DESCRIPTION OF THE TASK:
Continue the FPGA vision library documentation below, picking up right after its last sentence.

SUPPLIED PASSAGE:
------------------------------------------------------------------------

Name	Resource Utilization
	1 pixel per clock operation	8 pixel per clock operation
	300 MHz	150 MHz
BRAM_18K	0	0
DSP48E	0	0
FF	103	104
LUT	44	133
CLB	23	43

Performance Estimate

The following table summarizes a performance estimate of the kernel in different configurations, generated using Vivado HLS 2019.1 tool for Xczu9eg-ffvb1156-1-i-es1 FPGA to process a grayscale HD (1080x1920) image.

Table 394. SubS Function Performance Estimate Summary
Operating Mode	Latency Estimate
Operating Mode	Operating Frequency (MHz)	Latency (ms)
1 pixel	300	6.9
8 pixel	150	1.7

Sum

The sum function calculates the sum of all pixels in input image.

API Syntax

template< int SRC_T , int ROWS, int COLS, int NPC=1>
void sum(xf::Mat<SRC_T, ROWS, COLS, NPC> & src1,double sum[XF_CHANNELS(SRC_T,NPC)])

Parameter Descriptions

The following table describes the template and the function parameters.

Table 395. Sum Function Parameter Descriptions
Parameter	Description
SRC_T	Input pixel type. 8-bit, unsigned, 1 channel is supported (XF_8UC1).
ROWS	Maximum height of input and output image.
COLS	Maximum width of input and output image (must be multiple of 8).
NPC	Number of pixels to be processed per cycle.
_src1	Input image.
sum	Array to store sum of all pixels in the image.

Resource Utilization

The following table summarizes the resource utilization of the Sum function in Resource optimized (8 pixel) mode and normal mode as generated using Vivado HLS 2019.1 version tool for the Xczu9eg-ffvb1156-1-i-es1 FPGA.

Table 396. Sum Function Resource Utilization Summary
Name	Resource Utilization
	1 pixel per clock operation	8 pixel per clock operation
	300 MHz	150 MHz
BRAM_18K	0	0
DSP48E	0	0
FF	341	408
LUT	304	338
CLB	71	87

Performance Estimate

The following table summarizes a performance estimate of the kernel in different configurations, generated using Vivado HLS 2019.1 tool for Xczu9eg-ffvb1156-1-i-es1 FPGA to process a grayscale HD (1080x1920) image.

------------------------------------------------------------------------

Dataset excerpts
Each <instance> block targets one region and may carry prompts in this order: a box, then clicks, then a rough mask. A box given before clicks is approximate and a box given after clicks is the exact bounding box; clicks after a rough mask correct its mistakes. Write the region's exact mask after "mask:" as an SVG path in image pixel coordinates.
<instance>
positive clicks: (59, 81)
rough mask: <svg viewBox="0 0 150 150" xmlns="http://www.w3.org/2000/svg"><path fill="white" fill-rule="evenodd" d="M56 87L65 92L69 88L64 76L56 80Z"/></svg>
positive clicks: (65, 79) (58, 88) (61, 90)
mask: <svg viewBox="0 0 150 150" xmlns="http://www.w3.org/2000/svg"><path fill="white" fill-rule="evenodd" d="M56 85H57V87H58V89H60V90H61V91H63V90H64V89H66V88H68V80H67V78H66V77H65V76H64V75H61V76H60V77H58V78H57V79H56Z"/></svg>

------------------------------------------------------------------------

RESPONSE TO THE EXERCISE:
Table 397. Sum Function Performance Estimate Summary
Operating Mode	Latency Estimate
Operating Mode	Operating Frequency (MHz)	Latency (ms)
1 pixel	300
8 pixel	150

SVM

The SVM function is the SVM core operation, which performs dot product between the input arrays. The function returns the resultant dot product value with its fixed point type.

API Syntax

template<int SRC1_T, int SRC2_T, int DST_T, int ROWS1, int COLS1, int ROWS2, int COLS2, int NPC=1, int N>
void SVM(xf::Mat<SRC1_T, ROWS1, COLS1, NPC> &in_1, xf::Mat<SRC2_T, ROWS2, COLS2, NPC> &in_2, uint16_t idx1, uint16_t idx2, uchar_t frac1, uchar_t frac2, uint16_t n, uchar_t *out_frac, ap_int<XF_PIXELDEPTH(DST_T)> *result)

Parameter Descriptions

The following table describes the template and the function parameters.

Table 398. SVM Function Parameter Descriptions
Parameters	Description
SRC1_T	Input pixel type. 16-bit, signed, 1 channel (XF_16SC1) is supported.
SRC2_T	Input pixel type. 16-bit, signed, 1 channel (XF_16SC1) is supported.
DST_T	Output data Type. 32-bit, signed, 1 channel (XF_32SC1) is supported.
ROWS1	Number of rows in the first image being processed.
COLS1	Number of columns in the first image being processed.
ROWS2	Number of rows in the second image being processed.
COLS2	Number of columns in the second image being processed.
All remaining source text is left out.